_SOURCE DOCUMENT_

####################

The teen lives with a roster of diagnoses including Ehlers-Danlos syndrome, complex regional pain syndrome (CRPS), craniocervical instability and gastroparesis. She’d recently transferred to North Shore-LIJ in Long Island, New York, to have a reservoir placed in her brain. When a few Islanders players, who’d been visiting the hospital, heard she was a huge hockey fan, they put team rivalries aside and paid Karen a visit.

“It was really nice that they came because sometimes the hospital can get dull. It’s a big, scary, loud place.”[Their visit] was something that made the hospital a little less scary and a little less cold and lonely,” Karen told The Mighty in an email. “I’ve really learned to appreciate the little things with my chronic illnesses, and the Islanders’ visit was definitely something that, although small for them, meant a lot for me.”

####################

_EXTRACTED RECORDS_
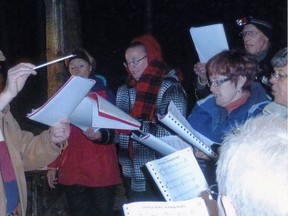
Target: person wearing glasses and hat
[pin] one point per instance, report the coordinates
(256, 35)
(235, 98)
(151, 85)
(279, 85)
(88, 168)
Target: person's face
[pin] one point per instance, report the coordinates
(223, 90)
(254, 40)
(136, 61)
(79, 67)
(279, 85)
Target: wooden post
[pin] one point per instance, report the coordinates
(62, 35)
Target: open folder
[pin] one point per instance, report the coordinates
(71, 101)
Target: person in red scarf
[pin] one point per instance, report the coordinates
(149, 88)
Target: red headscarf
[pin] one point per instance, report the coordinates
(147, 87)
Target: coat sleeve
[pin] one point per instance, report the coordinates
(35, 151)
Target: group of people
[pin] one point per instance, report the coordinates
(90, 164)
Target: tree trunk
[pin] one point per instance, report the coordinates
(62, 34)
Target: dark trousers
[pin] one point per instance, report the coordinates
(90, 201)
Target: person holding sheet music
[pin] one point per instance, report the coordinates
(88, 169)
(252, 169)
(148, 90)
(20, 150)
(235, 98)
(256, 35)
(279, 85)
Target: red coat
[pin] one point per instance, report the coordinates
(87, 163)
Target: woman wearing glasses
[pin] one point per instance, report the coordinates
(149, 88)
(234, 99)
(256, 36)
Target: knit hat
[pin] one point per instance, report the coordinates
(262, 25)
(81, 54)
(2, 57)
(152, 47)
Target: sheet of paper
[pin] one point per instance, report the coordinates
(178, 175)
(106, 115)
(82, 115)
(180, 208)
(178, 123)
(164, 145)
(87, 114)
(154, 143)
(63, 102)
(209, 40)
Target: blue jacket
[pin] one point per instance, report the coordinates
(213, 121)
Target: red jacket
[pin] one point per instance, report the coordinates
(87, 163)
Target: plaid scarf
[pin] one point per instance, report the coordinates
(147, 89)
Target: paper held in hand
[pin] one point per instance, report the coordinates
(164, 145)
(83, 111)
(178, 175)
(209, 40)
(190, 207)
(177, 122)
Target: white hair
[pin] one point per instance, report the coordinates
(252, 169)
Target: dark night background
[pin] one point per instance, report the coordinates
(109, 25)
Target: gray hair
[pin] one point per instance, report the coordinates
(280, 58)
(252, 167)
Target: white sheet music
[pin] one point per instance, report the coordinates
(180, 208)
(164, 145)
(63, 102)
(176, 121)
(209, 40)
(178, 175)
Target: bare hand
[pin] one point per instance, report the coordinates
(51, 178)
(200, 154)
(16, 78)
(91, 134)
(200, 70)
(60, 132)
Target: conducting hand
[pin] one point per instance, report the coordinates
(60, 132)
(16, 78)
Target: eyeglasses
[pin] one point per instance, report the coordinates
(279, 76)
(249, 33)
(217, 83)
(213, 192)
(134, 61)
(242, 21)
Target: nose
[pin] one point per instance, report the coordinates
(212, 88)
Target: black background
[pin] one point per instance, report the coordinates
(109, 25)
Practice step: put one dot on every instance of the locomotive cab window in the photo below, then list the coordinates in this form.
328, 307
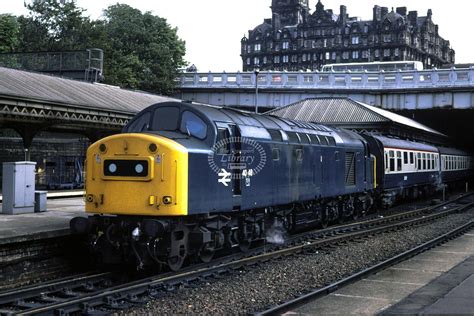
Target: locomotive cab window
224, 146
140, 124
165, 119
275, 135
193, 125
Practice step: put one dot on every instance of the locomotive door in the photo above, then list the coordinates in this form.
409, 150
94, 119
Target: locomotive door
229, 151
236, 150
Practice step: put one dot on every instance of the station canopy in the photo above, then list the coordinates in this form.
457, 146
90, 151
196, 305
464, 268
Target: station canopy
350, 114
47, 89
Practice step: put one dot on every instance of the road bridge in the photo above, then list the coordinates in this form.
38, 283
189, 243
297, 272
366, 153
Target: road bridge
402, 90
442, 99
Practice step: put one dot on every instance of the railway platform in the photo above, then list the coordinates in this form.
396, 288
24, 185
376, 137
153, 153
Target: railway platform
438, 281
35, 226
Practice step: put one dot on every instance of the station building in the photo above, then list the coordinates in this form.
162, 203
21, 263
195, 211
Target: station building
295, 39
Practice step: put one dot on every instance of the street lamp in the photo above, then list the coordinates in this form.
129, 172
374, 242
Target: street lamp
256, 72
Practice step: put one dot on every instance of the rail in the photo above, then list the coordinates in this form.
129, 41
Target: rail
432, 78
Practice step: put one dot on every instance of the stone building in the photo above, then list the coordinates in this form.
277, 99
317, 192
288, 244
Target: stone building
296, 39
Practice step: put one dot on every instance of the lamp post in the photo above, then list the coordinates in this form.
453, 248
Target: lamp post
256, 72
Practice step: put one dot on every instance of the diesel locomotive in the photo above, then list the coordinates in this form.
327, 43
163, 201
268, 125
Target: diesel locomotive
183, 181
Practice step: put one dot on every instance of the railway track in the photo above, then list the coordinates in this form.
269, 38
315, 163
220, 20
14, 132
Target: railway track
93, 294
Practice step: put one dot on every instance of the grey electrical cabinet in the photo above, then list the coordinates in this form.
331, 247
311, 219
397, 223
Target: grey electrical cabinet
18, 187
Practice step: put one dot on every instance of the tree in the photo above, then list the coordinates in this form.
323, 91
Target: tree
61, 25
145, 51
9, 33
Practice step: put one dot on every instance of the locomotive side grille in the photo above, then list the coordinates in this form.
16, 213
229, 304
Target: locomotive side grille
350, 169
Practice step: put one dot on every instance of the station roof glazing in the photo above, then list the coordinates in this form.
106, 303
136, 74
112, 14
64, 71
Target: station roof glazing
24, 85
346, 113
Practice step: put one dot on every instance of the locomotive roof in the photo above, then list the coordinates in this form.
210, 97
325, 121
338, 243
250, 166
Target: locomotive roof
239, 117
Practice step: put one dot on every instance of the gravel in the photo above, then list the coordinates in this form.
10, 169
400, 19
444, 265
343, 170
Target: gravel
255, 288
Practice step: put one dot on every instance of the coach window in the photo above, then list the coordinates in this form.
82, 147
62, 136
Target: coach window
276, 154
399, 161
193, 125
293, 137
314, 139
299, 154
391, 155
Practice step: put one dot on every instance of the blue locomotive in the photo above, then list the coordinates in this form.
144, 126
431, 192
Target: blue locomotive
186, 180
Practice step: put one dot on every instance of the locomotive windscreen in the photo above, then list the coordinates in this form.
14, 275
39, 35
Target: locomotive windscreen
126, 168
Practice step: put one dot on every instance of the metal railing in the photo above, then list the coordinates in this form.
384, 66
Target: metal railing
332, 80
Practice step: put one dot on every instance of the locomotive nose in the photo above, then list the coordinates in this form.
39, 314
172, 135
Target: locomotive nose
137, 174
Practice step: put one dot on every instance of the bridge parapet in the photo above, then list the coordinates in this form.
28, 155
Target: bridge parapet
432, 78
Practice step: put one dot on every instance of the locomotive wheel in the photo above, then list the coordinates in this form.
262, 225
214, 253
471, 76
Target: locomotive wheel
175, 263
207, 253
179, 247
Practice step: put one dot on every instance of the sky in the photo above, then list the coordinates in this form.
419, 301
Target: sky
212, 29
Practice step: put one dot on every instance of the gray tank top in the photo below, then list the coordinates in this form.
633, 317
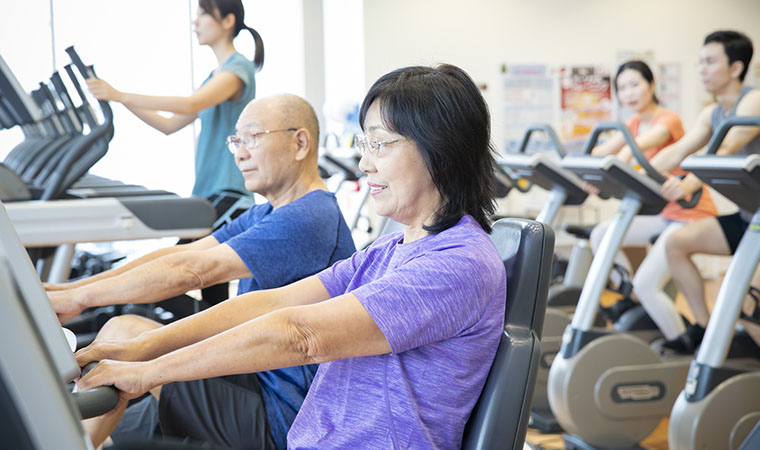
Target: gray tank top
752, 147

####################

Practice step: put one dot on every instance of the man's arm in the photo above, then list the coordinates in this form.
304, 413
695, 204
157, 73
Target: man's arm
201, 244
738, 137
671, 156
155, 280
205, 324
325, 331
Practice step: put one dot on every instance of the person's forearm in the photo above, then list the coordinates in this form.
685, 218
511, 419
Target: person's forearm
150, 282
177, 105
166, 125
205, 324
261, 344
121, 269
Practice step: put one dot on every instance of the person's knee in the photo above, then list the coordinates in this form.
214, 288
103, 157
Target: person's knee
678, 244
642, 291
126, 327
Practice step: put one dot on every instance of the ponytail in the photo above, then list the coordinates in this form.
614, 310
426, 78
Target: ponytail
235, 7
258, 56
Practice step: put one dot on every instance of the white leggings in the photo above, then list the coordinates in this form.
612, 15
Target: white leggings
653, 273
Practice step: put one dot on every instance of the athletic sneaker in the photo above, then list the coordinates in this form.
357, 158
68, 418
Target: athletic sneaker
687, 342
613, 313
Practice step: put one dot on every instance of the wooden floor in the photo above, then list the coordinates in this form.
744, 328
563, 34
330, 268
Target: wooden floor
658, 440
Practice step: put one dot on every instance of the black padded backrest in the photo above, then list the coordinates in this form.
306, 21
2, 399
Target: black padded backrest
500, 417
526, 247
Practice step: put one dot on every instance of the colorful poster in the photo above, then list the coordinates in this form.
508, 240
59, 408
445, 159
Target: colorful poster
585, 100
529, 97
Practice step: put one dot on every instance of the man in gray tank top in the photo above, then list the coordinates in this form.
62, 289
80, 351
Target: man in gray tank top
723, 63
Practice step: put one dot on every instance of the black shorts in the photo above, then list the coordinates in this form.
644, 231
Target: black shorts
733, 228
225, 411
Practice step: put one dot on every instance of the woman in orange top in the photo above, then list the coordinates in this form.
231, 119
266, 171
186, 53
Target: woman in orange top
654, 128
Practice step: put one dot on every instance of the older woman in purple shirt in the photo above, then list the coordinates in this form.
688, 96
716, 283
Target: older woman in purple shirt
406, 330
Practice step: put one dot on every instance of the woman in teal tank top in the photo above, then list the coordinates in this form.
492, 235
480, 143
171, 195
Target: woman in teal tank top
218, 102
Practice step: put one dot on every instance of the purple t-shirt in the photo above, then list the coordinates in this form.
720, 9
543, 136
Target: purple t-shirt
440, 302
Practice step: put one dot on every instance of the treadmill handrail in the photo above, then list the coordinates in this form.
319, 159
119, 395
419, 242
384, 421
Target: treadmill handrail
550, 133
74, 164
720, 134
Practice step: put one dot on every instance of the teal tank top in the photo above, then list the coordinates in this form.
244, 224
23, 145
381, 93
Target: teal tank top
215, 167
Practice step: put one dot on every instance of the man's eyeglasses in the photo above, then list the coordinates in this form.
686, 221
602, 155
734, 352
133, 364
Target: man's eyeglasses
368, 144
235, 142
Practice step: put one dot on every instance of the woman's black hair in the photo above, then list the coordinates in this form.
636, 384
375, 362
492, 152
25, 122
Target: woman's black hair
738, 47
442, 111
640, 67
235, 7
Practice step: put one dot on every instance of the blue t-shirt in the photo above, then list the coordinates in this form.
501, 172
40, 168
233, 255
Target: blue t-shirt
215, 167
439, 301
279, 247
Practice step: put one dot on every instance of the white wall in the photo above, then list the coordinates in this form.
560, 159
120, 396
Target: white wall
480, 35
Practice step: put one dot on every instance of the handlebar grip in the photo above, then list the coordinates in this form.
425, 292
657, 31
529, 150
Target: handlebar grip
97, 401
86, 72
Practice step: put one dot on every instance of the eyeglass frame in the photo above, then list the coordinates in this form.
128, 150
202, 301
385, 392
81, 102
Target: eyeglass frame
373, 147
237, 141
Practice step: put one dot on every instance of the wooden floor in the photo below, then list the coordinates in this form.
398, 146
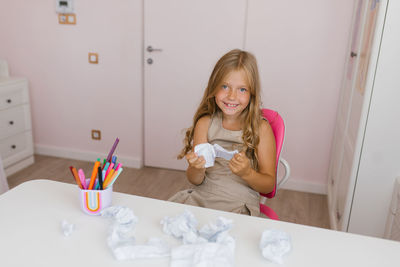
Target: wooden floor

####################

_WORK INSTRUCTION 1_
According to the article about Karen's hospital stay, why had she transferred to North Shore-LIJ?
_WORK INSTRUCTION 2_
Write the next part of the article about Karen's hospital stay, beginning after its final sentence.

_WRITTEN ANSWER 1_
She transferred there to have a reservoir placed in her brain.

_WRITTEN ANSWER 2_
Hopefully, a meet-and-greet with her favorite Bruin players, Tuukka Rask and Zdeno Chára, will be in her future. For now, Karen works every day to remain as positive as possible while facing multiple conditions.

“It’s hard to give specific advice for this kind of thing. Each person really has to figure out their own ways of dealing with their illnesses in an effective way,” Karen told The Mighty. “My general advice would be, fight as hard as you can, and never let a disease steal away those special moments in your life.”